**Instruction**. Take the line containing "Return one point for each instance of the white crown" and every line after it to the end of the records, and copy them exactly, leaving out pictures.

▽

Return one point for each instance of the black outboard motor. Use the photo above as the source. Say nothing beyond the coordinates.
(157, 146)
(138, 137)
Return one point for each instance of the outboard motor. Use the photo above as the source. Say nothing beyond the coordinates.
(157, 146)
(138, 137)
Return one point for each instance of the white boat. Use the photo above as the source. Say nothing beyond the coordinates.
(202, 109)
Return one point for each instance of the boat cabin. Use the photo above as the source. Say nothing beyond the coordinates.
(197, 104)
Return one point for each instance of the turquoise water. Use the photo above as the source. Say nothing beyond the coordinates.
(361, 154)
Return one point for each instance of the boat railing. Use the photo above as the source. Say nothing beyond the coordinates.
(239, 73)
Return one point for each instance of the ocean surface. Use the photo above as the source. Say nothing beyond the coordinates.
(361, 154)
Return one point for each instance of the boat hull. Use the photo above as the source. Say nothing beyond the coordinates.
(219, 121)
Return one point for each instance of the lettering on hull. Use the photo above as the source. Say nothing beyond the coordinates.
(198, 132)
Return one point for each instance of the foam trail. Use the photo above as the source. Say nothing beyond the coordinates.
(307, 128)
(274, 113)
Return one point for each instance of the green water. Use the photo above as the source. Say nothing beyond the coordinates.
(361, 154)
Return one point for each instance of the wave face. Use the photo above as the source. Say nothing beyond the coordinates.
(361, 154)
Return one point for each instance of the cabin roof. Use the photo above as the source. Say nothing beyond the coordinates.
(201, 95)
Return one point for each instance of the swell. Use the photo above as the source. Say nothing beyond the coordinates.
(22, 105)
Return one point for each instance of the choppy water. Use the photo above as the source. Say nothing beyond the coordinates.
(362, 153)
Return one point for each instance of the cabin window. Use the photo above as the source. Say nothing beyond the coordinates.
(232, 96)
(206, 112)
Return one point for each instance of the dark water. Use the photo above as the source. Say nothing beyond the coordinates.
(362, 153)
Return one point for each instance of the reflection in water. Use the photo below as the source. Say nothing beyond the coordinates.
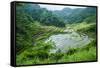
(66, 41)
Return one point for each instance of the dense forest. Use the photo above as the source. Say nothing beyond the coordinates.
(36, 27)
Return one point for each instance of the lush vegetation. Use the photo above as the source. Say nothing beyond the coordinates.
(35, 24)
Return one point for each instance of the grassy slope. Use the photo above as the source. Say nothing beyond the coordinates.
(38, 54)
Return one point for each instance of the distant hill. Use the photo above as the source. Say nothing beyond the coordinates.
(76, 15)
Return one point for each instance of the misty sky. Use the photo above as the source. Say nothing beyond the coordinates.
(57, 7)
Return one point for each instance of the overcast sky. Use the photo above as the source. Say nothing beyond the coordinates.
(57, 7)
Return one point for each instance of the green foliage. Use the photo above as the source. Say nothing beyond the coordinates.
(35, 24)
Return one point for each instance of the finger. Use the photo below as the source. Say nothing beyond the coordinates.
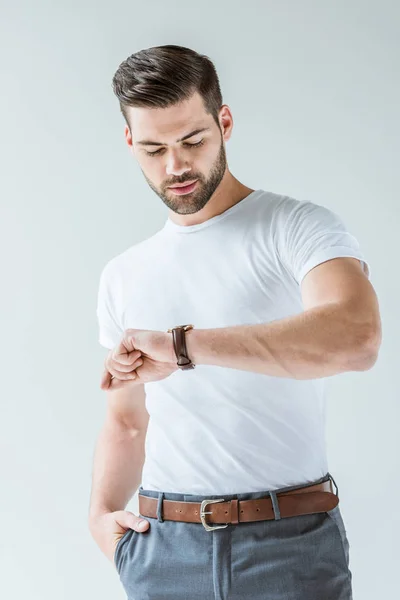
(115, 384)
(116, 372)
(105, 380)
(127, 520)
(123, 368)
(125, 355)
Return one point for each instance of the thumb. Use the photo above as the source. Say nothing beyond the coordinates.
(127, 519)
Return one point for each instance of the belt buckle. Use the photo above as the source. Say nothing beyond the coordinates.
(203, 513)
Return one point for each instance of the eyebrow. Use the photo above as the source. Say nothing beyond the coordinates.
(185, 137)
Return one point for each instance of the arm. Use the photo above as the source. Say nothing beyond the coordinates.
(338, 331)
(119, 453)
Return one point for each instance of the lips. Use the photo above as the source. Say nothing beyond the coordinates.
(184, 189)
(187, 183)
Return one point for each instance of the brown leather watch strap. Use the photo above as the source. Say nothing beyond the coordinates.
(179, 341)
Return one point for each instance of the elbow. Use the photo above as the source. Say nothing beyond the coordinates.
(367, 346)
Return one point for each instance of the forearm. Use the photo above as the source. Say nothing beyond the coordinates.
(117, 467)
(316, 343)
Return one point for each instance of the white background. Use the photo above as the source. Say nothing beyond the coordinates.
(314, 91)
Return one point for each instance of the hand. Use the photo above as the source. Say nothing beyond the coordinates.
(141, 356)
(108, 528)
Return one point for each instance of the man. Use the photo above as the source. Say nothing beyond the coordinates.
(221, 328)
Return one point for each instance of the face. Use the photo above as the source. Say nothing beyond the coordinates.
(167, 160)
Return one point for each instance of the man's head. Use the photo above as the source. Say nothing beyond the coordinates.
(165, 94)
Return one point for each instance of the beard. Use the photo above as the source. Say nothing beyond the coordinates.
(188, 204)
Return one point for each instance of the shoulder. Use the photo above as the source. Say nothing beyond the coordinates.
(302, 217)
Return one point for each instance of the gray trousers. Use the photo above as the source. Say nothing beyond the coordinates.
(305, 557)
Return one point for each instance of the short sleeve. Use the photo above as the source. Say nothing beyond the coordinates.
(310, 234)
(110, 332)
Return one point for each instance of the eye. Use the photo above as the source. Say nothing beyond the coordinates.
(186, 144)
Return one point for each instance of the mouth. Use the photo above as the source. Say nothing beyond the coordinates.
(184, 189)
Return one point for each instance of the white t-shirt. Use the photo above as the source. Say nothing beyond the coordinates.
(216, 430)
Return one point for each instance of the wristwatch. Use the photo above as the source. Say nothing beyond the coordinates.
(178, 336)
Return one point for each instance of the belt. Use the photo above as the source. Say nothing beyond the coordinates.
(301, 501)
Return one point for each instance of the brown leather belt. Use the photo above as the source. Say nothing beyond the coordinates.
(302, 501)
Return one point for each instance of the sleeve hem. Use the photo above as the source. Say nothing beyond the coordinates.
(328, 254)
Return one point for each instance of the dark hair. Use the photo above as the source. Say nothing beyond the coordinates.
(161, 76)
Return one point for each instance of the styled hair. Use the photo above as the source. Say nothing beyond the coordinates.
(162, 76)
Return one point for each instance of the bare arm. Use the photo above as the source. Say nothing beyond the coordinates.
(119, 453)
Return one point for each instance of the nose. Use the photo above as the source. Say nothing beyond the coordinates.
(176, 165)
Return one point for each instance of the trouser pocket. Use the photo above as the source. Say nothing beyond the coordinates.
(119, 547)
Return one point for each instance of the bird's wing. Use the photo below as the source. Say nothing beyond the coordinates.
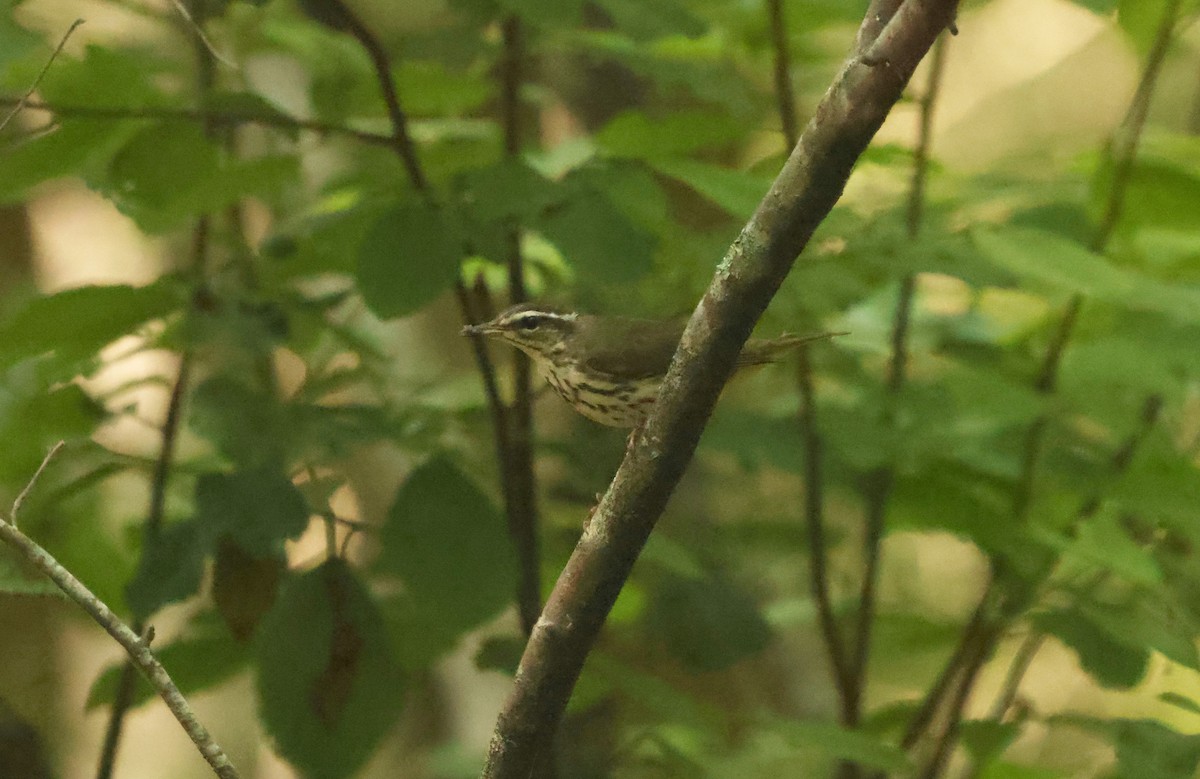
(630, 348)
(760, 352)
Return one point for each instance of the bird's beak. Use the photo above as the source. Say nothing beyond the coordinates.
(478, 329)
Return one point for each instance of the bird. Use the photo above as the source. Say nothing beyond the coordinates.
(609, 369)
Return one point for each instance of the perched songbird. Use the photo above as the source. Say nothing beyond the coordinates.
(609, 367)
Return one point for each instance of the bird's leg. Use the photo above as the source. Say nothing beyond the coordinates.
(634, 436)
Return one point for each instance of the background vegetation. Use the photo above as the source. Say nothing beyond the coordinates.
(959, 541)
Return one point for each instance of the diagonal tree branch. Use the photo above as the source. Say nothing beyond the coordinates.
(137, 646)
(513, 426)
(756, 264)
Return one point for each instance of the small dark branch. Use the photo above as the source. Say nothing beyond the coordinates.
(814, 520)
(1125, 149)
(1194, 118)
(33, 88)
(880, 483)
(1125, 154)
(486, 370)
(785, 95)
(137, 648)
(519, 484)
(756, 264)
(1015, 675)
(924, 138)
(877, 17)
(972, 636)
(814, 484)
(202, 234)
(155, 515)
(29, 487)
(949, 735)
(1125, 454)
(202, 117)
(401, 139)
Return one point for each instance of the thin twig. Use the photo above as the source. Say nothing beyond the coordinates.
(37, 474)
(221, 119)
(138, 649)
(881, 481)
(1125, 155)
(33, 88)
(814, 478)
(520, 490)
(198, 31)
(156, 511)
(785, 95)
(401, 139)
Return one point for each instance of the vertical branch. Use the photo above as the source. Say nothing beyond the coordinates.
(814, 479)
(520, 490)
(156, 510)
(1125, 150)
(880, 481)
(513, 427)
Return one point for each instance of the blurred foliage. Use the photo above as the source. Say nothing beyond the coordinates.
(297, 378)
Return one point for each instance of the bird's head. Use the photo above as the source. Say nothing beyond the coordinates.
(538, 330)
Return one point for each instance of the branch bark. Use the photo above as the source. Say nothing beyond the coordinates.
(137, 646)
(756, 264)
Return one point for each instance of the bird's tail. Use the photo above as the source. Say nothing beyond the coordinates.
(762, 351)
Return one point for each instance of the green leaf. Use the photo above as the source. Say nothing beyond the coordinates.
(246, 425)
(106, 77)
(449, 544)
(16, 42)
(244, 587)
(76, 323)
(171, 172)
(408, 257)
(845, 744)
(159, 163)
(258, 509)
(1103, 541)
(599, 240)
(987, 739)
(328, 685)
(1015, 771)
(546, 13)
(431, 90)
(72, 149)
(1109, 661)
(1151, 750)
(508, 190)
(1146, 621)
(1140, 19)
(737, 192)
(1049, 259)
(634, 135)
(169, 569)
(708, 624)
(1159, 192)
(197, 661)
(647, 21)
(1163, 485)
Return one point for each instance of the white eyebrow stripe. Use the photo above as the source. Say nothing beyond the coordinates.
(545, 315)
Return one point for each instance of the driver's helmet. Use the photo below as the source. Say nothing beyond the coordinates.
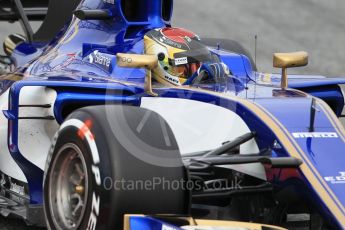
(180, 54)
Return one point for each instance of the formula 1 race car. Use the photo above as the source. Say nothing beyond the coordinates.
(113, 119)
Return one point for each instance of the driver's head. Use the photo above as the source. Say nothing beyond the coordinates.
(179, 52)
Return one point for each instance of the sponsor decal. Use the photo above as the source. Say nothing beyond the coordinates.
(172, 80)
(100, 59)
(181, 61)
(315, 135)
(340, 179)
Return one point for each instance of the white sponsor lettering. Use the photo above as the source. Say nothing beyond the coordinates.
(100, 59)
(94, 212)
(315, 135)
(181, 61)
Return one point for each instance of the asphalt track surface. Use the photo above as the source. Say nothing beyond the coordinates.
(316, 26)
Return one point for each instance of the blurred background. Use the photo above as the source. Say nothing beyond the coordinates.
(316, 26)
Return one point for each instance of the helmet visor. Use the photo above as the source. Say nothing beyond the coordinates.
(187, 63)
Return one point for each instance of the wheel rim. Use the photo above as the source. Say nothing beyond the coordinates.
(68, 188)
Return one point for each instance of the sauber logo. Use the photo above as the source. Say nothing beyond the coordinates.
(181, 61)
(336, 179)
(315, 135)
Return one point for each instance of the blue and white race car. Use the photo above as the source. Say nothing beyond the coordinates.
(113, 119)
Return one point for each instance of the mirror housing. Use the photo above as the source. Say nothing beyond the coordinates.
(289, 60)
(149, 62)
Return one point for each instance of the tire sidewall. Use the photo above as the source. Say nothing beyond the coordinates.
(77, 132)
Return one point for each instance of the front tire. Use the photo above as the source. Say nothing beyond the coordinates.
(87, 158)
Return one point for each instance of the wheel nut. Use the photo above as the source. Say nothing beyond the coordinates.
(79, 189)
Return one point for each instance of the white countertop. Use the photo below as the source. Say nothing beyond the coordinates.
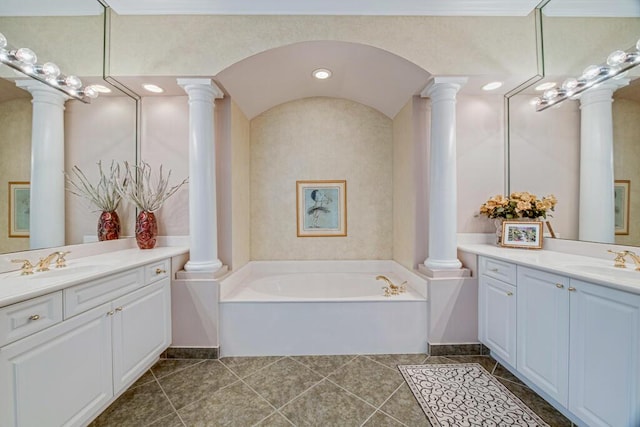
(589, 269)
(15, 287)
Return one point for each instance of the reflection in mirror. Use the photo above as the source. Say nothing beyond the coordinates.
(103, 130)
(546, 147)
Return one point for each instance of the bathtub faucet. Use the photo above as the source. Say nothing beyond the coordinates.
(392, 289)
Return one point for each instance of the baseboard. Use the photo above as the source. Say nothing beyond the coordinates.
(190, 353)
(458, 350)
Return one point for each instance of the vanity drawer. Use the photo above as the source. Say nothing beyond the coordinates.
(80, 298)
(25, 318)
(157, 271)
(498, 270)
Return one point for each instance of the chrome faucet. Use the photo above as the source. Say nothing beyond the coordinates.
(391, 288)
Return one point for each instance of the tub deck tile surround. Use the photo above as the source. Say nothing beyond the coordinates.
(326, 390)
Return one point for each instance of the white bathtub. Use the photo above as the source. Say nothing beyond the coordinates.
(321, 307)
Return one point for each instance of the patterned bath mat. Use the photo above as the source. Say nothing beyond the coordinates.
(466, 394)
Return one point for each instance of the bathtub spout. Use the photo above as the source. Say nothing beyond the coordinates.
(392, 289)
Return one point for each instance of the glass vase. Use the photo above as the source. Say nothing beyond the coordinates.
(146, 230)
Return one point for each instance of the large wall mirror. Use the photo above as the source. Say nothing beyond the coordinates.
(545, 147)
(73, 36)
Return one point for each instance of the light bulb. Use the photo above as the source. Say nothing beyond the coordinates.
(616, 58)
(550, 94)
(73, 82)
(91, 92)
(591, 72)
(50, 70)
(26, 55)
(570, 84)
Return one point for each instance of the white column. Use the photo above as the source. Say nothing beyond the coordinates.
(596, 212)
(203, 222)
(46, 211)
(443, 253)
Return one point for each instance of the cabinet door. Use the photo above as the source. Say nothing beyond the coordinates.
(543, 331)
(497, 314)
(605, 354)
(60, 376)
(141, 331)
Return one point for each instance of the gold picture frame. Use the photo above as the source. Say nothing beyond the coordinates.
(321, 208)
(19, 206)
(522, 234)
(621, 191)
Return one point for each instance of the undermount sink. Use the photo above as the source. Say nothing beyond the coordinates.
(606, 270)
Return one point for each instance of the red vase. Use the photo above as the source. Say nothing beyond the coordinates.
(146, 230)
(108, 226)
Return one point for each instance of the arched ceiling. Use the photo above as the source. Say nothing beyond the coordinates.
(364, 74)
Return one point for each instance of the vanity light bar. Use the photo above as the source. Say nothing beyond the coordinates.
(617, 63)
(24, 60)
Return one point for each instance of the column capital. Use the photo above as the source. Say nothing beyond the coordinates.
(43, 93)
(602, 92)
(195, 86)
(443, 82)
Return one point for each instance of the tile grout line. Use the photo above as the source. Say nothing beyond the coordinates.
(168, 400)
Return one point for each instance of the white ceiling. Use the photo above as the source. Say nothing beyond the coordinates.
(323, 7)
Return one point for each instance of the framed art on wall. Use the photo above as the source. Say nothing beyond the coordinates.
(621, 204)
(522, 234)
(321, 208)
(19, 205)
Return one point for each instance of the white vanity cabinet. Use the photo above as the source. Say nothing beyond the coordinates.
(497, 308)
(543, 331)
(112, 331)
(576, 342)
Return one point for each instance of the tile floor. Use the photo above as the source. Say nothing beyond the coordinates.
(284, 391)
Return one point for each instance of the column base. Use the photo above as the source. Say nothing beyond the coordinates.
(443, 264)
(204, 266)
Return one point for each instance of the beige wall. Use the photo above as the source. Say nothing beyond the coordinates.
(101, 131)
(480, 154)
(240, 187)
(321, 139)
(626, 157)
(440, 45)
(15, 162)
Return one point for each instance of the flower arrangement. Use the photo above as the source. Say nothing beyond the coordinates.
(103, 195)
(518, 205)
(146, 193)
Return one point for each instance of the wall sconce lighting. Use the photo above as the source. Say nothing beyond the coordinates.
(25, 60)
(616, 64)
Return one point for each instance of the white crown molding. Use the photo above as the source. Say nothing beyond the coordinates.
(593, 8)
(326, 7)
(50, 8)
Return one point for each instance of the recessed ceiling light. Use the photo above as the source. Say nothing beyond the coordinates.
(545, 86)
(152, 88)
(101, 88)
(321, 73)
(492, 86)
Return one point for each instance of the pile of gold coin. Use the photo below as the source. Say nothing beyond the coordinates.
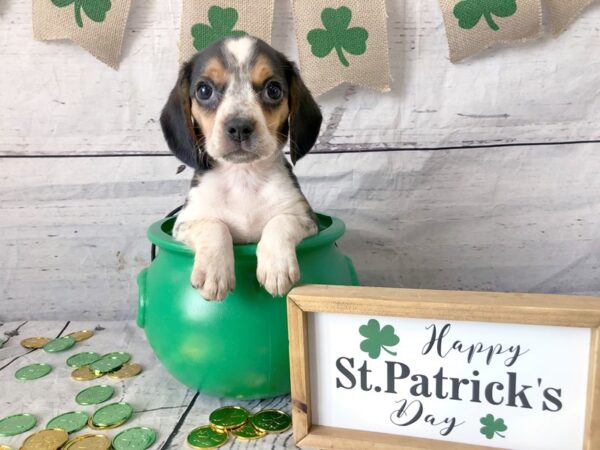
(87, 366)
(59, 344)
(237, 422)
(90, 366)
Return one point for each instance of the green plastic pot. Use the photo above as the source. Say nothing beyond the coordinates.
(237, 348)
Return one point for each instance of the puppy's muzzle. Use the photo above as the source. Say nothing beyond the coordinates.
(240, 129)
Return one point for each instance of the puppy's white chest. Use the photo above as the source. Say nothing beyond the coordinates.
(243, 199)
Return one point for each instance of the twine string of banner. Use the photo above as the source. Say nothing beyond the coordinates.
(339, 41)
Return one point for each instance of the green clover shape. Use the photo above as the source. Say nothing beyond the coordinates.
(222, 21)
(377, 339)
(492, 426)
(470, 12)
(94, 9)
(337, 35)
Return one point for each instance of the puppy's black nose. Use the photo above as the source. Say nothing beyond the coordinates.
(239, 129)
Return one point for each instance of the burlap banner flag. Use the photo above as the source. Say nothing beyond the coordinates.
(474, 25)
(96, 25)
(562, 12)
(204, 22)
(342, 41)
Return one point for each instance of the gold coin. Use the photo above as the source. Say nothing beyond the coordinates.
(248, 433)
(93, 426)
(36, 342)
(81, 335)
(88, 442)
(50, 439)
(127, 371)
(84, 374)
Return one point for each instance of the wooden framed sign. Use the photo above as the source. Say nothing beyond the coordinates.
(378, 368)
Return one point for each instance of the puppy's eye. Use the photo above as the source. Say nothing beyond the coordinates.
(274, 90)
(205, 91)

△

**Output**.
Return one point for each instance of the white crown molding. Use the photo above as the source. Say nothing beyond the coordinates.
(593, 8)
(326, 7)
(50, 8)
Return one point for each instance of the recessed ceiling light. Use the photo above as the source. Say nothing beyond the coordinates.
(545, 86)
(152, 88)
(101, 88)
(321, 73)
(492, 86)
Return one point for each instance of the pile of gold coin. Use the photo below as the source. Say nothing beyond the coordinates.
(87, 366)
(59, 344)
(237, 422)
(90, 366)
Return one point for each instance of the green plastic pot. Use the photo above as the source. Say nothing beyond the coordinates.
(237, 348)
Return one point for each instance of the puppy's muzzle. Use the photo above as the source. Say nothing beyond the coordinates.
(240, 129)
Return one point for each instance of the puppy's white chest. Use the photo above as the source. Say nothing beyond the coordinates.
(243, 199)
Return one point for each instance of the twine string of banner. Use the photo above as the source. Say nothing beyond the coordinates.
(339, 41)
Return one point for each instance of the green clover shape. Use the photo above as the source. Say nothing beyond the coordinates.
(222, 21)
(377, 339)
(492, 426)
(470, 12)
(94, 9)
(337, 35)
Return one point for each instance of the puppy's black nose. Use the photo above as the source. Say nothing beyond the coordinates.
(239, 129)
Return one point for each instance of the burlap banner flag. Use the photo above as the source. Say nothing beyond the coordinates.
(474, 25)
(96, 25)
(562, 12)
(204, 22)
(342, 41)
Return one point for each instance of the gold coin. Use the photo above as the source. Say nothing beyond the coordinates.
(248, 433)
(93, 426)
(36, 342)
(81, 335)
(88, 442)
(50, 439)
(127, 371)
(84, 374)
Return one point for each instance of the wooden framed sign. Use the photo above as the source. Say nothing beyond the coordinates.
(378, 368)
Return one point for each instance of the puppy's eye. Use the photo above as the source. Say nothing beyond the coordinates.
(274, 90)
(205, 91)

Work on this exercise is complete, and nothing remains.